Text section:

# # #

The MOSFET driver is 2ED2182S06F and the circuit as below

Fig1

The MOSFET IC is IRFB4110PBF and the circuit is as below

Some of the calculations i found out from the net are

Total gate charge = 150nC, 2 Mosfets = 2*150nC = 300nC

Boot strap capacitor for 0.1V ripple = 10* 300nC = 3000nF = 3uF and hence i updated the bootstrap capacitor value 4.7uF, C15 i updated with 4.7uF.

Another thing i found out is the bypass capacitor shall be 10 times the boot strap capacitor value = 4.7uF = 47uF, C17 shall be 47uF but at present the package is not supporting on the PCB so i kept 4.7uF.

I planned to remove the C11 capacitor as per the data sheet diagram,

there is no capacitor between 12V and ground. Is it correct? I have not yet removed i am confused to retain or remove.

The gate resistor is 22Ohm i don’t know the calculations how to select gate resistor. Yes i plan to remove one mosfet, but i am confused whether to first make it work with 2 mosfets and then go to single mosfet?

Current state of testing is the system is unstable with intermittent high phase current pulses with shoot through kind of scenario.

Please review the design and help me to rectify the issues. Thank you in advance.

I could get the answer for the above clarification. The 12V is derived from the battery power supply and there a by pass capacitor is used with 470uF. So, i think not required to use a big capacitance value for C17, at present i have mounted 4.7uF which i will change to 470nF to avoid spikes near the driver IC. Is my understanding correct?

Leave c11 as is or bump to 1nF, it’s there for high frequency filtering. Reservoir capacitor on driver supply should be as close to the chip as possible or trace impedance starts playing a role.

# # #

Supplied entries:
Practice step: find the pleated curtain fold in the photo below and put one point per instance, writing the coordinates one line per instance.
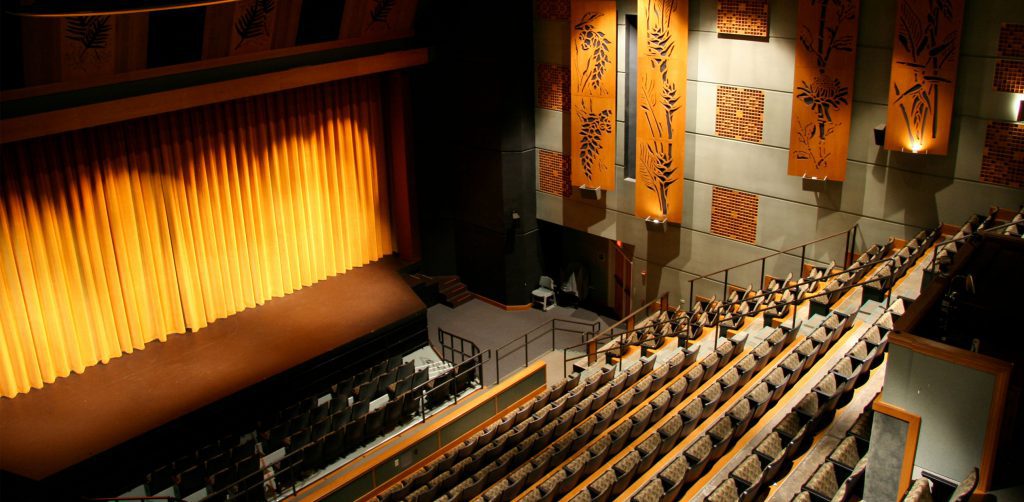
(117, 236)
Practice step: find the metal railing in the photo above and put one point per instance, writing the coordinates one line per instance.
(974, 235)
(465, 350)
(551, 329)
(848, 249)
(288, 474)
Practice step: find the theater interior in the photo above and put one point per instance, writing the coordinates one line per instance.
(416, 250)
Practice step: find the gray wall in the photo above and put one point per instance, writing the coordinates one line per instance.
(952, 402)
(887, 194)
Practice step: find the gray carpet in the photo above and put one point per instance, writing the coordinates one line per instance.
(491, 328)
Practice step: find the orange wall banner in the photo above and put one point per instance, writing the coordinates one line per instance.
(926, 49)
(822, 88)
(117, 236)
(592, 125)
(87, 46)
(662, 45)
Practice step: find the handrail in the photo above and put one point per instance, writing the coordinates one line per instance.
(851, 238)
(444, 336)
(139, 497)
(524, 340)
(987, 231)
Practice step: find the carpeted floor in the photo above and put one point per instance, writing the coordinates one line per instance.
(491, 328)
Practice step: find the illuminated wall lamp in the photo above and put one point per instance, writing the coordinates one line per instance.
(590, 192)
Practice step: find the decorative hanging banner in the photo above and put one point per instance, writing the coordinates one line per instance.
(663, 38)
(926, 49)
(822, 88)
(592, 126)
(253, 25)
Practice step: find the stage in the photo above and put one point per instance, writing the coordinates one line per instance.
(47, 430)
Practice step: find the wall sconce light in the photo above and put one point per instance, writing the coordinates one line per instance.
(880, 134)
(590, 192)
(655, 224)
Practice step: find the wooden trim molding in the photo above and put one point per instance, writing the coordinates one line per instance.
(998, 368)
(213, 63)
(912, 432)
(132, 108)
(950, 353)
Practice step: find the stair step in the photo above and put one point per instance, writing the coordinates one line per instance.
(453, 289)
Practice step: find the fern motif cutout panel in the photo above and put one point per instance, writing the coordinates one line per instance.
(662, 45)
(375, 17)
(592, 91)
(822, 88)
(252, 26)
(926, 49)
(87, 46)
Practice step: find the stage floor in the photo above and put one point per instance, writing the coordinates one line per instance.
(57, 426)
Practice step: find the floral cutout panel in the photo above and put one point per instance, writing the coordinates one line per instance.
(592, 91)
(822, 88)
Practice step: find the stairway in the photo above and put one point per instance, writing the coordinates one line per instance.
(446, 290)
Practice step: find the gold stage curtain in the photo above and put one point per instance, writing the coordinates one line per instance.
(117, 236)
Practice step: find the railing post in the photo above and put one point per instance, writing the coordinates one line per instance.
(525, 350)
(762, 285)
(803, 252)
(846, 251)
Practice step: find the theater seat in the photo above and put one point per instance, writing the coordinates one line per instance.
(673, 476)
(727, 491)
(697, 455)
(749, 475)
(772, 453)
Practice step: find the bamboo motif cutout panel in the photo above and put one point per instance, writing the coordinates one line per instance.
(822, 88)
(926, 49)
(663, 38)
(592, 52)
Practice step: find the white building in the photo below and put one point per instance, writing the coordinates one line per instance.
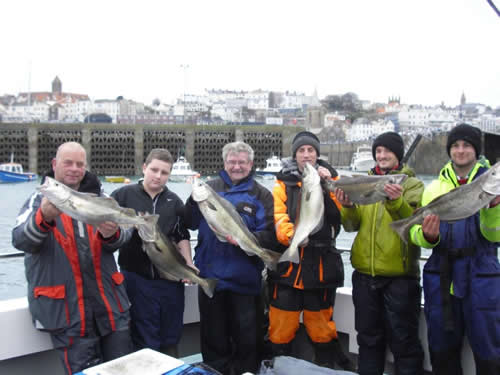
(331, 118)
(363, 129)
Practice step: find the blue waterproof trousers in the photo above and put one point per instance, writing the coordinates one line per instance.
(475, 312)
(387, 312)
(156, 313)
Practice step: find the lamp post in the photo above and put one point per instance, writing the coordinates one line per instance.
(184, 69)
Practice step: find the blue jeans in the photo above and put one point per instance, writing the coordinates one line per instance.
(157, 311)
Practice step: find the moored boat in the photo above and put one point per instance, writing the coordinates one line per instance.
(13, 172)
(273, 166)
(362, 159)
(117, 179)
(181, 171)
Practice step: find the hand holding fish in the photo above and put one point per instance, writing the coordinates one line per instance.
(107, 229)
(393, 191)
(343, 198)
(324, 173)
(49, 211)
(430, 228)
(495, 201)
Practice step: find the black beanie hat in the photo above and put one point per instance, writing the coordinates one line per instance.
(392, 141)
(305, 138)
(466, 133)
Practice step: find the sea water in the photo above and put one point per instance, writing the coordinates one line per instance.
(13, 196)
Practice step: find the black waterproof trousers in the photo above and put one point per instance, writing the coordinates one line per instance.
(229, 327)
(387, 312)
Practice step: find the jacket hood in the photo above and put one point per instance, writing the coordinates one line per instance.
(402, 169)
(290, 170)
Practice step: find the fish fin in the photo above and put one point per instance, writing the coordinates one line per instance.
(87, 195)
(319, 226)
(126, 226)
(167, 276)
(220, 237)
(402, 228)
(151, 219)
(211, 206)
(272, 259)
(290, 256)
(209, 287)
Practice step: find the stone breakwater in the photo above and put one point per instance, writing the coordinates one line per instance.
(121, 149)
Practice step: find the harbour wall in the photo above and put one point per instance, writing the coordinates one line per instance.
(121, 149)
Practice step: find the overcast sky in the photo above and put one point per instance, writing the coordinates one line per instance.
(425, 51)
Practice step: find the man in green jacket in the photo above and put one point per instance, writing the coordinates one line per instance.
(386, 290)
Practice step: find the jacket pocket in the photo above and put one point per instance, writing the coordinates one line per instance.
(119, 291)
(485, 289)
(50, 307)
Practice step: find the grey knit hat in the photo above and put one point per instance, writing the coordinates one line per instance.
(305, 138)
(392, 141)
(466, 133)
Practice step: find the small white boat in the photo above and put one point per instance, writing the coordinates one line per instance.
(362, 159)
(13, 172)
(273, 166)
(181, 171)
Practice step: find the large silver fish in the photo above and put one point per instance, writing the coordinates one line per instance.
(224, 220)
(365, 189)
(457, 204)
(90, 208)
(169, 261)
(311, 212)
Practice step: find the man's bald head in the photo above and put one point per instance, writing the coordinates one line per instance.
(69, 164)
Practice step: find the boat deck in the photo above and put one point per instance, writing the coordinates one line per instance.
(30, 351)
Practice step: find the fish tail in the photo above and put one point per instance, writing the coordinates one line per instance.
(209, 287)
(290, 255)
(151, 219)
(271, 259)
(402, 228)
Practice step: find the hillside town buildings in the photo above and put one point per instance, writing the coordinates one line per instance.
(217, 106)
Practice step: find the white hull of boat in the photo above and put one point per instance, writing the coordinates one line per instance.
(24, 344)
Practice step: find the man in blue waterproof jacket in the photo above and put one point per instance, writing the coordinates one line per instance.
(230, 320)
(462, 276)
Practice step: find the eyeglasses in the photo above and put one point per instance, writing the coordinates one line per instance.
(236, 162)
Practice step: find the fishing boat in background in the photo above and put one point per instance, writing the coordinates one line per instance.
(13, 172)
(117, 179)
(181, 171)
(273, 166)
(362, 159)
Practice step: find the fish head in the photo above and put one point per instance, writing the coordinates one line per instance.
(147, 232)
(55, 191)
(310, 175)
(491, 184)
(200, 190)
(397, 178)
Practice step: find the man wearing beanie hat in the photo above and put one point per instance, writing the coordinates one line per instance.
(461, 277)
(305, 138)
(310, 285)
(385, 283)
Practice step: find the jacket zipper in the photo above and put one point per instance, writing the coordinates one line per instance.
(154, 212)
(372, 248)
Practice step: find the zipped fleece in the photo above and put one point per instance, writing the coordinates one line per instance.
(71, 271)
(378, 250)
(235, 270)
(489, 218)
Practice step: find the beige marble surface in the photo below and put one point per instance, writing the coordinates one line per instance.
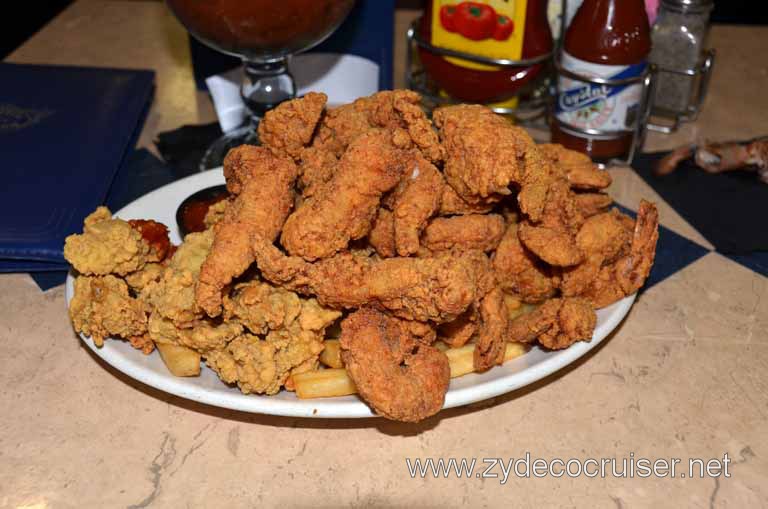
(684, 375)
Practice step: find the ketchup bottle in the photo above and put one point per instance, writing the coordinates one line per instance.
(606, 39)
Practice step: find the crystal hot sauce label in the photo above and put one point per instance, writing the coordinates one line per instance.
(591, 106)
(487, 28)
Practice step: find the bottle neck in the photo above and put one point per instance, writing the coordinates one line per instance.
(610, 32)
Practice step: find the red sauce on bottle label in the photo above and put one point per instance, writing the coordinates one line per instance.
(606, 39)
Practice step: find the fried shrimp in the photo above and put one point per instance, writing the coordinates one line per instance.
(400, 377)
(345, 208)
(263, 184)
(628, 273)
(557, 324)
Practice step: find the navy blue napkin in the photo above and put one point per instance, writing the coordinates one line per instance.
(141, 173)
(64, 132)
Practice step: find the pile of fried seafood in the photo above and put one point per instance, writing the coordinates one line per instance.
(407, 231)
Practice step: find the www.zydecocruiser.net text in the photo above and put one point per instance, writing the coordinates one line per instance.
(629, 467)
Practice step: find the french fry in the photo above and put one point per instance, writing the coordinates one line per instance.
(324, 383)
(180, 360)
(331, 354)
(328, 383)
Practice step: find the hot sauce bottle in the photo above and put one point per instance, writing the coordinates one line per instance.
(606, 39)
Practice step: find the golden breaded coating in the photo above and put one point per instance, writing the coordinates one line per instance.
(387, 109)
(557, 324)
(173, 295)
(369, 224)
(453, 204)
(437, 289)
(483, 151)
(476, 231)
(400, 377)
(627, 274)
(203, 335)
(416, 199)
(288, 128)
(492, 333)
(345, 208)
(382, 234)
(102, 307)
(150, 273)
(590, 204)
(519, 272)
(215, 213)
(578, 168)
(263, 184)
(317, 167)
(554, 238)
(106, 246)
(264, 365)
(261, 307)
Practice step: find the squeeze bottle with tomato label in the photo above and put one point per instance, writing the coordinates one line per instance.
(606, 39)
(497, 29)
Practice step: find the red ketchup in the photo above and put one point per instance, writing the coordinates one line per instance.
(606, 39)
(492, 28)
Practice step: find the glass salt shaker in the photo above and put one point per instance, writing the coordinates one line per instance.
(678, 53)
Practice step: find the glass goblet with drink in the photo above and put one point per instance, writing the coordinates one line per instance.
(264, 33)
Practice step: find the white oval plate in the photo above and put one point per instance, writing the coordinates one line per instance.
(161, 205)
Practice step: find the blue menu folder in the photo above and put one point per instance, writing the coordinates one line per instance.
(64, 132)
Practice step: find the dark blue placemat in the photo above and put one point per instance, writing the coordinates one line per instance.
(141, 173)
(728, 208)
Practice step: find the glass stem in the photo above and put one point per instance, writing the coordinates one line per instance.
(265, 85)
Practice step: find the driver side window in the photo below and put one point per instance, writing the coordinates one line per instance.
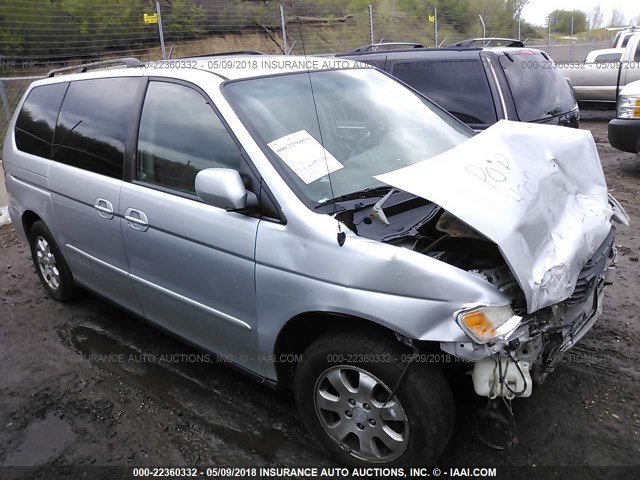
(180, 134)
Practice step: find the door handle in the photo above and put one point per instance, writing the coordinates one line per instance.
(136, 219)
(104, 207)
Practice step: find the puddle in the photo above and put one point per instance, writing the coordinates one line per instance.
(223, 414)
(43, 441)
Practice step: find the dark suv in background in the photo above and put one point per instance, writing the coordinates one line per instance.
(480, 85)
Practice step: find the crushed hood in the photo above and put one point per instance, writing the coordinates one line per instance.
(537, 191)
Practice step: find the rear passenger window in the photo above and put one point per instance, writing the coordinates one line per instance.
(180, 134)
(37, 119)
(93, 124)
(459, 86)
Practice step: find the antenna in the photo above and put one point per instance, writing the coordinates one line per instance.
(341, 235)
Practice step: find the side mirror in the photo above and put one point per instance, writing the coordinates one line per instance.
(223, 188)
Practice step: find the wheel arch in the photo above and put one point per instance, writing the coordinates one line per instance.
(303, 329)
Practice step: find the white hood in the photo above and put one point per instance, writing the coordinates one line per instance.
(537, 191)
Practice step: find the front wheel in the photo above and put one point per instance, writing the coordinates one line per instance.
(344, 391)
(51, 266)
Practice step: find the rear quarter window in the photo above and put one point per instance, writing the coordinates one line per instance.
(459, 86)
(36, 121)
(93, 124)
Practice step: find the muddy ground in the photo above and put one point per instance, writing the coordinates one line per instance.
(66, 398)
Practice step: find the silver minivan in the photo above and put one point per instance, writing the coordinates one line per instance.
(323, 228)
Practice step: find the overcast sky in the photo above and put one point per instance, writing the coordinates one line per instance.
(537, 10)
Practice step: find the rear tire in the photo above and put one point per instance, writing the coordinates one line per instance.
(50, 264)
(342, 385)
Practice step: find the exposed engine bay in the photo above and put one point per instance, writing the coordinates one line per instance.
(533, 350)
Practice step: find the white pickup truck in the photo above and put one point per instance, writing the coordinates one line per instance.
(602, 81)
(624, 130)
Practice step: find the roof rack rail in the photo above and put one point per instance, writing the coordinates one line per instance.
(233, 52)
(374, 46)
(83, 67)
(511, 42)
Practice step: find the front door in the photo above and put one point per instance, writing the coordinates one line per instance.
(192, 264)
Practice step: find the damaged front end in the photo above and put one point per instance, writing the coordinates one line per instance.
(531, 217)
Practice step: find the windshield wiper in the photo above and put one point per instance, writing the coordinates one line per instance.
(371, 192)
(553, 112)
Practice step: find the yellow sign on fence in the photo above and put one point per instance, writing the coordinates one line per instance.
(150, 17)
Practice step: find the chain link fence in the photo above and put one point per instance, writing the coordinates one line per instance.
(39, 36)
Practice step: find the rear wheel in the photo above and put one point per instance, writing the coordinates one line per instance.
(51, 266)
(344, 390)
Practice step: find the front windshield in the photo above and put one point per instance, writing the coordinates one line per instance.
(362, 124)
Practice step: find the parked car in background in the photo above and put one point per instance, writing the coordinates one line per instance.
(605, 55)
(601, 81)
(624, 130)
(622, 37)
(481, 85)
(323, 228)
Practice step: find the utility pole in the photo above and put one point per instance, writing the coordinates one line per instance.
(371, 23)
(435, 23)
(484, 28)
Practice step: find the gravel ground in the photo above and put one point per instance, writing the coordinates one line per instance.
(87, 384)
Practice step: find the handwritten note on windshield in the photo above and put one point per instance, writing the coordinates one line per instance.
(305, 156)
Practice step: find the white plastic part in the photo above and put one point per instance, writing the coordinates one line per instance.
(537, 191)
(488, 372)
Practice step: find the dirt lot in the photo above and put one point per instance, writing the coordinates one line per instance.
(71, 392)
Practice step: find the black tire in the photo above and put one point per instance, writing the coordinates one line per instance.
(64, 289)
(424, 397)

# # #

Given request A:
Quote the MOSFET driver post word for word, beginning at the words "Some of the" and stopping after "to single mosfet?".
Given request B:
Check each statement against the MOSFET driver post and answer yes or no, quoting the words that decide it.
(i) The MOSFET driver is the 2ED2182S06F.
(ii) The gate resistor is 47 Ohm.
(iii) A 47uF capacitor is currently fitted as C17.
Given request C:
Answer these questions from the MOSFET driver post.
(i) What is the total gate charge given for one MOSFET?
(ii) What value is the bypass capacitor used at the battery power supply?
(iii) According to the reply, what is C11 there for?
Answer using only the MOSFET driver post.

Exercise result A:
Some of the calculations i found out from the net are

Total gate charge = 150nC, 2 Mosfets = 2*150nC = 300nC

Boot strap capacitor for 0.1V ripple = 10* 300nC = 3000nF = 3uF and hence i updated the bootstrap capacitor value 4.7uF, C15 i updated with 4.7uF.

Another thing i found out is the bypass capacitor shall be 10 times the boot strap capacitor value = 4.7uF = 47uF, C17 shall be 47uF but at present the package is not supporting on the PCB so i kept 4.7uF.

I planned to remove the C11 capacitor as per the data sheet diagram,

there is no capacitor between 12V and ground. Is it correct? I have not yet removed i am confused to retain or remove.

The gate resistor is 22Ohm i don’t know the calculations how to select gate resistor. Yes i plan to remove one mosfet, but i am confused whether to first make it work with 2 mosfets and then go to single mosfet?

Exercise result B:
(i) Yes: "The MOSFET driver is 2ED2182S06F"
(ii) No: "The gate resistor is 22Ohm"
(iii) No: "at present the package is not supporting on the PCB so i kept 4.7uF"

Exercise result C:
(i) 150nC
(ii) 470uF
(iii) High frequency filtering